> **Текст для анализа**:
>>>>
В своих воспоминаниях Надежда Мандельштам также довольно подробно объясняет, почему они с мужем, будучи запущенными после воронежской ссылки на околомосковскую «орбиту», выбрали именно Савёлово. Приведем эти объяснения полностью, поскольку они вполне пригодны для экстраполяции на логику житейского и бытового поведения четы Бахтиных: «Мы предпочли остаться в Савёлове — конечной станции Савёловской дороги, а не забираться в Кимры, облупленный городок на противоположном берегу (как и Крастуново, Савёлово было официально включено в состав города Кимры в 1934 году. — А. К.), потому что переправа осложняла бы поездки в Москву. Железная дорога была как бы последней нитью, связывавшей нас с жизнью. “Селитесь в любой дыре, — посоветовала Г. Мекк, испытавшая все, что у нас полагается, то есть лагерь и последующую ‘судимость’, — но не отрывайтесь от железной дороги: лишь бы слышать гудки”…
Запрещенный город притягивает, как магнит. Прописка разрешалась начиная со сто пятой версты от режимных городов, и все железнодорожные пункты в этой зоне забивались до отказа бывшими лагерниками и ссыльными. Местные жители называли их“ стоверстниками”, а женщин более точно: “стопятницами”. Это слово напоминало им о мученице Параскеве-Пятнице, о сто пятой версте.
<<<<
[Описания областей на естественном языке]
>>>>
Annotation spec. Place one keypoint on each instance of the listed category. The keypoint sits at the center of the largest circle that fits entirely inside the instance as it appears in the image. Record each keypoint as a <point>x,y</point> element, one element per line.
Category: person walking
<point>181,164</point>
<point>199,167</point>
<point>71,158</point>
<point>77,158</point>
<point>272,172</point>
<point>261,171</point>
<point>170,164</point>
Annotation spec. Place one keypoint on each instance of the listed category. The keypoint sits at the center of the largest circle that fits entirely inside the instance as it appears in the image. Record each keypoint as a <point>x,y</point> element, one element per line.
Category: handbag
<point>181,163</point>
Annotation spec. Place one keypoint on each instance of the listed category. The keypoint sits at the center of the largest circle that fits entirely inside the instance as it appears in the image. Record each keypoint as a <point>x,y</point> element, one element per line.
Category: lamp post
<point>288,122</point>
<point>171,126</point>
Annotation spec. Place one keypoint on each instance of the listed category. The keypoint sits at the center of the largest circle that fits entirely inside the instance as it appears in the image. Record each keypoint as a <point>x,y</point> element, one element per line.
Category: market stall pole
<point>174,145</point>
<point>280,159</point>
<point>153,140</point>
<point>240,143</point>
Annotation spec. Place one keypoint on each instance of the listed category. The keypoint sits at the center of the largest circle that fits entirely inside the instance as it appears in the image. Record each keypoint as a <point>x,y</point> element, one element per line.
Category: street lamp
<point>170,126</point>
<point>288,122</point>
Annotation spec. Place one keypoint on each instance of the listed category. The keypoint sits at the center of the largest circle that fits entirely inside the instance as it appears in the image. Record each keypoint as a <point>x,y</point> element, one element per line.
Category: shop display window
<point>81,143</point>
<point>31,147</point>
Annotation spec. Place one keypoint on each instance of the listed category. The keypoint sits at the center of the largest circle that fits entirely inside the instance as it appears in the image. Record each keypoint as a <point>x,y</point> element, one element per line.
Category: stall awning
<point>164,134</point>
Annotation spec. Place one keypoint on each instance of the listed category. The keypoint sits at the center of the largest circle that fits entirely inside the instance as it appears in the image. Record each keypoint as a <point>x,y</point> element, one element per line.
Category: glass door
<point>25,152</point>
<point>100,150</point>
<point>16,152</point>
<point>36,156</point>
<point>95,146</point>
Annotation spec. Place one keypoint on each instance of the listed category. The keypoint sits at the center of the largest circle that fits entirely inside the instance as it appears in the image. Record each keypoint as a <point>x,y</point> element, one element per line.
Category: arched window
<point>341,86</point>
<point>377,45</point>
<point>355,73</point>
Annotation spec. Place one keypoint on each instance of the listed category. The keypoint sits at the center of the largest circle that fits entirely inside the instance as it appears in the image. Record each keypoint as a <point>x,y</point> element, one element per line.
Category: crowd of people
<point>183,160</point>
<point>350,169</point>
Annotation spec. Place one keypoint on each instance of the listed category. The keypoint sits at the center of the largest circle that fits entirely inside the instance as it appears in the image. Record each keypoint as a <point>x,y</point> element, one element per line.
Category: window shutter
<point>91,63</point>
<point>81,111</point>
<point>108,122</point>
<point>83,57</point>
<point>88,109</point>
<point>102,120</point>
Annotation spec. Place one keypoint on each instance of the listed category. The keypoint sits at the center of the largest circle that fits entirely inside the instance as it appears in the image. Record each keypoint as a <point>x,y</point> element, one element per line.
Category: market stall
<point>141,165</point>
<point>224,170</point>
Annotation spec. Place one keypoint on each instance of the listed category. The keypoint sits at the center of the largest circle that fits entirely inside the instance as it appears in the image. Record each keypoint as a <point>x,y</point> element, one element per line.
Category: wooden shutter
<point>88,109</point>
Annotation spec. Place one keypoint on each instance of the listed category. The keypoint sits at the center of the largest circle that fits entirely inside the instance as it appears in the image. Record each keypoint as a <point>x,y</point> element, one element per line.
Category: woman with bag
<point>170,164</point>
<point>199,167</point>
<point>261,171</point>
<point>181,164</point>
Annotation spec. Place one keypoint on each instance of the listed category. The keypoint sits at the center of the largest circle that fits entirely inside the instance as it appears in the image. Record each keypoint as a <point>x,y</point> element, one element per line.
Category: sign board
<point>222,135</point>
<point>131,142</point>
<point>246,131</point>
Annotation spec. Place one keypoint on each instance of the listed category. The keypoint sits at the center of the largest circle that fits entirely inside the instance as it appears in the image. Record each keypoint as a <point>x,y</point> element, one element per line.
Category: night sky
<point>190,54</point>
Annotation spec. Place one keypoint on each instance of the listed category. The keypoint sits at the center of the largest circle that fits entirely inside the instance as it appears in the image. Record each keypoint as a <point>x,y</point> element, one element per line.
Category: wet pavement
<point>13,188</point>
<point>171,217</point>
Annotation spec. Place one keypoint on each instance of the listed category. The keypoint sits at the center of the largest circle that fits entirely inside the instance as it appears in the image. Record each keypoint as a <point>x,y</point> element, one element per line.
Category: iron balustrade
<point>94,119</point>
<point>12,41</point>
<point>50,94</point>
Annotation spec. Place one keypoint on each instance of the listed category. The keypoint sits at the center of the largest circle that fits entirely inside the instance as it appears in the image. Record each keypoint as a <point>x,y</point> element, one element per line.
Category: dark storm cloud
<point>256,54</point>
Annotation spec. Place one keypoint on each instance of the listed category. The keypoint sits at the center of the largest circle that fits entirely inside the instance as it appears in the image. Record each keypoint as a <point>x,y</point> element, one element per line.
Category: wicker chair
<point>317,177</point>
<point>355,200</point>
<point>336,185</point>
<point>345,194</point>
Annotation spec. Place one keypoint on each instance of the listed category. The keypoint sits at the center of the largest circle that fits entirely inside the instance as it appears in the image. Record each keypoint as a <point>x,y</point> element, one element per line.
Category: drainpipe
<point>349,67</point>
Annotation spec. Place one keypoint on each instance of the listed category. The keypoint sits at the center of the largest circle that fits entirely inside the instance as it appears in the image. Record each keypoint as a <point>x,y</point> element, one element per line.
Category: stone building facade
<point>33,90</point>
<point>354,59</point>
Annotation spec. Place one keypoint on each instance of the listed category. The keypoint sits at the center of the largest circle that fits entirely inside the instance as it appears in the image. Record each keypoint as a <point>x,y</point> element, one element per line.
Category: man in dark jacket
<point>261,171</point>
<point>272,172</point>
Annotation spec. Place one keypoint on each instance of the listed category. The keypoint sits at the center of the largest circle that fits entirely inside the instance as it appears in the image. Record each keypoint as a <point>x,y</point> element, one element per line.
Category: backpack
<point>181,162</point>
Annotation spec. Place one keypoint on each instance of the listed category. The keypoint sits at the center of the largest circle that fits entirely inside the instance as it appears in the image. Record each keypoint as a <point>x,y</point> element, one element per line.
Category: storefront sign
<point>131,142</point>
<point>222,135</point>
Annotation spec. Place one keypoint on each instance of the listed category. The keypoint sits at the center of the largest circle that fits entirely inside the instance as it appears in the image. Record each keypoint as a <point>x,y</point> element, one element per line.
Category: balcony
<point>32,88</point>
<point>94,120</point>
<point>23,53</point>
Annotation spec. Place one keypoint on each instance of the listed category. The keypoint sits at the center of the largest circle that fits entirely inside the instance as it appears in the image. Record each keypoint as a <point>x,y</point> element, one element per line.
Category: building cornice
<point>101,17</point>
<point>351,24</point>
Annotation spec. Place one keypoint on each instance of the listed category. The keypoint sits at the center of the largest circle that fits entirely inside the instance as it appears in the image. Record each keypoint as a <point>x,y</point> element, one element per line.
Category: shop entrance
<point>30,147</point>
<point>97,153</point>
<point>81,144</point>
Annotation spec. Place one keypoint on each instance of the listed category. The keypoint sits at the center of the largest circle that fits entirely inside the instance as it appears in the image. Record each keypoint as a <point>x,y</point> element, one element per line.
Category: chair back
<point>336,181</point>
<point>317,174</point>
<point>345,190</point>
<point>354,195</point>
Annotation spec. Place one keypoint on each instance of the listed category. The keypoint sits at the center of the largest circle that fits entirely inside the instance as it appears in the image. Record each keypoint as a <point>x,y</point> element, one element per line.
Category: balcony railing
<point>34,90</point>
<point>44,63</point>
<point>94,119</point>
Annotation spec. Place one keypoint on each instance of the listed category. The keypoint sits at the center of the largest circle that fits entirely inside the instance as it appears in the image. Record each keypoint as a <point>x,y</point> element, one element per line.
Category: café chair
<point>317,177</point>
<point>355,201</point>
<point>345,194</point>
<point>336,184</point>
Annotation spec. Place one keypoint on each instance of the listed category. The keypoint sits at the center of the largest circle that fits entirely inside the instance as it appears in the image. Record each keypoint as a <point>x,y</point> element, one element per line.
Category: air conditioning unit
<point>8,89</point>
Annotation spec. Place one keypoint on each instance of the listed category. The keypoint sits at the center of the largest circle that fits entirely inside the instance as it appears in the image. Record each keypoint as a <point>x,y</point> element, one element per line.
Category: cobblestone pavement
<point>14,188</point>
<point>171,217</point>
<<<<
> **Цель задания**:
Допишите следующую часть текста о выборе Савёлова, начав сразу после его последнего предложения.

> **Раздел ответа**:
Среди московских стоверстников и стопятниц особой популярностью пользовался Александров — “юродивая слобода” из стихов О. М., — потому что они пересаживались в Загорске на электричку и успевали за один день съездить в Москву, чтобы раздобыть денег или “похлопотать”, а вечером вернуться с последним поездом на свое законное место жительства: ведь человеку полагается ночевать там, где он прописан. Поездка из Александрова, благодаря электричке, занимала не больше трех часов, вместо четырех или четырех с половиной по другим дорогам. Когда в 1937 году начались повторные аресты, скопления людей с судимостью в определенных местах оказались на руку органам: вместо того, чтобы вылавливать их поодиночке, они сразу подвергали разгрому целые города. Так как такие мероприятия производились по плану и контролировались цифрами, чекисты, наверное, получили немало наград за самоотверженный труд и выполнение плана. А опустошенные городки опять заполнялись потоками стоверстников, которых, в свою очередь, ожидал разгром. Кто мог поверить, что городки вроде Александрова были просто западней? Ни у кого из нас не вмещалось в голову, что происходит систематическое уничтожение определенных категорий людей, то есть тех, кто однажды подвергся репрессиям. Ведь каждый верил, что у него индивидуальное дело, и считал рассказы про “заколдованное место” обывательской болтовней. В Москве нас успели предупредить о побоище, происходящем в Александрове, и мы, конечно, не поверили. Мы не поехали туда, потому что О. М. не захотелось в “юродивую слободу”. “Хуже места не найти”, — сказал он. Кроме того, мы выяснили, что в Александрове чудовищные цены на комнаты, и не пошли по проторенной дорожке.
В Савёлове ни дачников, ни стоверстников кроме нас не было, если не считать нескольких уголовников, пережидавших там грозу: охотились не на них, но в случае недохватки могли захватить и их, чтобы не срывать плана. С одним из них мы разговорились в чайной, и он очень толково объяснил нам, какие у Савёлова преимущества по сравнению с Александровом или с Коломной, например: “Если шпана вся в одном месте соберется, ее сразу, как пенку, снимут”…»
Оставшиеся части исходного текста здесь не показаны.